TASK
For each record below, write an exact copy.

------------------------------

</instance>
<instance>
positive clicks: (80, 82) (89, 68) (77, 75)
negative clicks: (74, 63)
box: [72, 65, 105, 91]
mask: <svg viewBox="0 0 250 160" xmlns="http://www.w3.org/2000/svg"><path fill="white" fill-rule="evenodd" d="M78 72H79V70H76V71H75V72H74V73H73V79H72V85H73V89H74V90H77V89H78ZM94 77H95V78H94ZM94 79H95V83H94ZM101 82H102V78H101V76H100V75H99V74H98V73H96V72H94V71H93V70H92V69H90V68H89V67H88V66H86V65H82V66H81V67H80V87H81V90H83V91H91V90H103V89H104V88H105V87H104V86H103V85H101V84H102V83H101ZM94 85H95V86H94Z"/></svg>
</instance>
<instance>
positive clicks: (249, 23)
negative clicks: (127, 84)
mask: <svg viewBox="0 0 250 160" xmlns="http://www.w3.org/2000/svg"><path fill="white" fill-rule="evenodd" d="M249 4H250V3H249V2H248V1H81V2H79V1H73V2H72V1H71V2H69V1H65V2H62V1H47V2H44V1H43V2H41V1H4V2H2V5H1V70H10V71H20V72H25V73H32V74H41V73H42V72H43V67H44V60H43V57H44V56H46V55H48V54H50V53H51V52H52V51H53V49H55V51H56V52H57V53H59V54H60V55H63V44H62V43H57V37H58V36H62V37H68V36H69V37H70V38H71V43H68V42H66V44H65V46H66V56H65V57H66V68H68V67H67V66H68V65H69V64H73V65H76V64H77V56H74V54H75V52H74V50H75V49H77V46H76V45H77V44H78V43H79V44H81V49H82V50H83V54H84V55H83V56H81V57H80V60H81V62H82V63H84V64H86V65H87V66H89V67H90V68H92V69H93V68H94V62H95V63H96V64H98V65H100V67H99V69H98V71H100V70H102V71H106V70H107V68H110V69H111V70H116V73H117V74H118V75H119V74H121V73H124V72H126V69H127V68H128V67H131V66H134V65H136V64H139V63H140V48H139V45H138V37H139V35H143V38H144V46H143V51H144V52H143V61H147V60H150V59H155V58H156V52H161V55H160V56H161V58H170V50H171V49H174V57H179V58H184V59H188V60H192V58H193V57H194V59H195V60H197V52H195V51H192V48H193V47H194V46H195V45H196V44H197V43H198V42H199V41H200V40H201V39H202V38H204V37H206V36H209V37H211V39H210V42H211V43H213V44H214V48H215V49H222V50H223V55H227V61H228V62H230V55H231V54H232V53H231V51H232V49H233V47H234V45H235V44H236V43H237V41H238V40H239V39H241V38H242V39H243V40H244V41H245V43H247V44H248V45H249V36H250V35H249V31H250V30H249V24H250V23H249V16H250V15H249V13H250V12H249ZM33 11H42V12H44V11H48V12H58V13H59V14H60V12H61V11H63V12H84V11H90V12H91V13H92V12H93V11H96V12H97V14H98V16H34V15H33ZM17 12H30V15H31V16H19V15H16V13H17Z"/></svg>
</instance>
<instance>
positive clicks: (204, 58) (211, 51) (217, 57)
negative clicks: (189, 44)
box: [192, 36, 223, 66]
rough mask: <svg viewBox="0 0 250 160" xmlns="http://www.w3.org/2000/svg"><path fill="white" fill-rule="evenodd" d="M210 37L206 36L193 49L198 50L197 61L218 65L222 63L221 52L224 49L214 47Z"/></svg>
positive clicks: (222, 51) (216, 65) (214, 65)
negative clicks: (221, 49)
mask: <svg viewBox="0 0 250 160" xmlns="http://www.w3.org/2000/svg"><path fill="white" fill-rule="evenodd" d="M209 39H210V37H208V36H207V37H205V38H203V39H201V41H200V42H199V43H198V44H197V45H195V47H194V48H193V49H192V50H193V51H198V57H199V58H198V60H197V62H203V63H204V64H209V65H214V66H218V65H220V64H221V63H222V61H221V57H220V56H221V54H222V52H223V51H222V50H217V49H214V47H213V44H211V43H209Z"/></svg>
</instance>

------------------------------

RESULT
</instance>
<instance>
positive clicks: (80, 82) (89, 68) (77, 75)
negative clicks: (74, 63)
box: [72, 65, 105, 91]
mask: <svg viewBox="0 0 250 160" xmlns="http://www.w3.org/2000/svg"><path fill="white" fill-rule="evenodd" d="M78 72H79V70H76V71H75V72H74V73H73V79H72V85H73V89H74V90H77V89H78ZM94 77H95V78H94ZM94 79H95V83H94ZM101 82H102V78H101V76H100V75H99V74H98V73H96V72H94V71H93V70H92V69H90V68H89V67H88V66H86V65H82V66H81V67H80V87H81V90H83V91H91V90H103V89H104V88H105V87H104V86H103V85H101V84H102V83H101ZM94 85H95V86H94Z"/></svg>
</instance>
<instance>
positive clicks: (249, 23)
negative clicks: (127, 84)
mask: <svg viewBox="0 0 250 160" xmlns="http://www.w3.org/2000/svg"><path fill="white" fill-rule="evenodd" d="M249 4H250V3H249V2H248V1H81V2H79V1H73V2H72V1H71V2H69V1H65V2H62V1H47V2H44V1H43V2H41V1H4V2H2V5H1V70H10V71H20V72H25V73H32V74H41V73H42V72H43V67H44V60H43V57H44V56H46V55H48V54H50V53H51V52H52V51H53V49H55V51H56V52H57V53H59V54H60V55H63V44H62V43H57V37H58V36H62V37H68V36H69V37H70V38H71V43H68V42H66V44H65V46H66V56H65V57H66V68H68V67H67V66H68V65H69V64H73V65H76V64H77V56H74V54H75V52H74V50H75V49H77V46H76V45H77V44H78V43H79V44H81V49H82V50H83V54H84V55H83V56H81V57H80V60H81V62H82V63H84V64H86V65H87V66H89V67H90V68H92V69H93V68H94V62H95V63H96V64H98V65H100V67H99V69H98V71H100V70H102V71H106V70H107V68H110V69H111V70H116V73H117V74H118V75H119V74H121V73H124V72H126V69H127V68H128V67H131V66H134V65H136V64H139V63H140V48H139V45H138V37H139V35H143V38H144V46H143V51H144V52H143V61H147V60H150V59H155V58H156V52H161V55H160V56H161V58H170V50H171V49H174V57H179V58H184V59H188V60H192V58H193V57H194V59H195V60H197V52H195V51H192V48H193V47H194V46H195V45H196V44H197V43H198V42H199V41H200V40H201V39H202V38H204V37H206V36H209V37H211V39H210V42H211V43H213V44H214V48H215V49H222V50H223V55H227V61H228V62H230V55H231V54H232V53H231V51H232V49H233V47H234V45H235V44H236V43H237V41H238V40H239V39H241V38H242V39H243V40H244V41H245V43H247V44H248V45H249V36H250V35H249V31H250V30H249V24H250V23H249V16H250V15H249V13H250V12H249ZM33 11H42V12H44V11H48V12H58V13H59V14H60V12H61V11H63V12H84V11H90V12H91V13H92V12H93V11H96V12H97V14H98V16H34V15H33ZM17 12H30V15H31V16H19V15H16V13H17Z"/></svg>
</instance>
<instance>
positive clicks: (204, 58) (211, 51) (217, 57)
negative clicks: (189, 44)
box: [192, 36, 223, 66]
rough mask: <svg viewBox="0 0 250 160" xmlns="http://www.w3.org/2000/svg"><path fill="white" fill-rule="evenodd" d="M210 37L206 36L193 49L198 50L197 61L218 65L222 63L221 52L224 49L214 47Z"/></svg>
positive clicks: (222, 51) (216, 65) (214, 65)
negative clicks: (221, 49)
mask: <svg viewBox="0 0 250 160" xmlns="http://www.w3.org/2000/svg"><path fill="white" fill-rule="evenodd" d="M209 39H210V37H208V36H207V37H205V38H203V39H201V41H200V42H199V43H198V44H197V45H195V47H194V48H193V49H192V50H193V51H198V57H199V58H198V60H197V62H203V63H204V64H209V65H214V66H218V65H220V64H221V63H222V61H221V57H220V56H221V54H222V52H223V51H222V50H217V49H214V47H213V44H211V43H209Z"/></svg>
</instance>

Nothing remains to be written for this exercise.